> **Stated task**
Reproduce the entries that follow line for line, changing nothing.

====== Data shown

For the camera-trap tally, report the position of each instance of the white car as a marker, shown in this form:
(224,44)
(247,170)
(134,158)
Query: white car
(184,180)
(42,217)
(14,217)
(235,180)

============

> **Reply to the exercise**
For the camera-trap tally, report the position of each instance of the white car as a marker, shown in this form:
(224,44)
(247,170)
(134,158)
Query: white car
(184,180)
(42,217)
(14,217)
(235,180)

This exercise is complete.